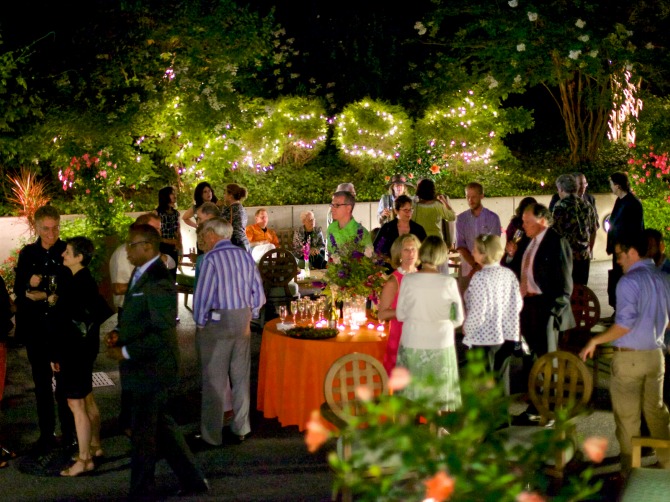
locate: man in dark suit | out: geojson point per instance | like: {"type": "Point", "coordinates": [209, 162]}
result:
{"type": "Point", "coordinates": [145, 343]}
{"type": "Point", "coordinates": [546, 285]}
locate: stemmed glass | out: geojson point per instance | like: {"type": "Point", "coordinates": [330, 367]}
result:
{"type": "Point", "coordinates": [282, 313]}
{"type": "Point", "coordinates": [294, 309]}
{"type": "Point", "coordinates": [52, 286]}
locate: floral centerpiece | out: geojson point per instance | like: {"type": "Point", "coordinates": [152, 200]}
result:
{"type": "Point", "coordinates": [355, 269]}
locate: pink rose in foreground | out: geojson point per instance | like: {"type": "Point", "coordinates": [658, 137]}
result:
{"type": "Point", "coordinates": [595, 448]}
{"type": "Point", "coordinates": [439, 487]}
{"type": "Point", "coordinates": [399, 379]}
{"type": "Point", "coordinates": [530, 497]}
{"type": "Point", "coordinates": [316, 434]}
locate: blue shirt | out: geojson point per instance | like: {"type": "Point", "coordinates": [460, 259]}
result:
{"type": "Point", "coordinates": [469, 227]}
{"type": "Point", "coordinates": [229, 279]}
{"type": "Point", "coordinates": [643, 306]}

*PROBLEM TO WORK ON:*
Your task is to repeat the material above exactly, without its pictures.

*ANSWER:*
locate: man in dark suit | out: geojson point per instance | like: {"type": "Point", "coordinates": [209, 162]}
result:
{"type": "Point", "coordinates": [145, 343]}
{"type": "Point", "coordinates": [546, 285]}
locate: stemmed glass | out: geojson point per instance | like: {"type": "Point", "coordinates": [330, 367]}
result:
{"type": "Point", "coordinates": [282, 313]}
{"type": "Point", "coordinates": [294, 309]}
{"type": "Point", "coordinates": [52, 286]}
locate: floral centerpiece | out: geojson point per instance | like: {"type": "Point", "coordinates": [152, 200]}
result:
{"type": "Point", "coordinates": [355, 269]}
locate: pink rose in foreground | out: geojson point per instance | like: {"type": "Point", "coordinates": [658, 137]}
result:
{"type": "Point", "coordinates": [595, 448]}
{"type": "Point", "coordinates": [439, 487]}
{"type": "Point", "coordinates": [399, 379]}
{"type": "Point", "coordinates": [530, 497]}
{"type": "Point", "coordinates": [316, 434]}
locate: blue shirt | out: geojson point per instance | like: {"type": "Point", "coordinates": [460, 259]}
result:
{"type": "Point", "coordinates": [469, 227]}
{"type": "Point", "coordinates": [229, 279]}
{"type": "Point", "coordinates": [643, 306]}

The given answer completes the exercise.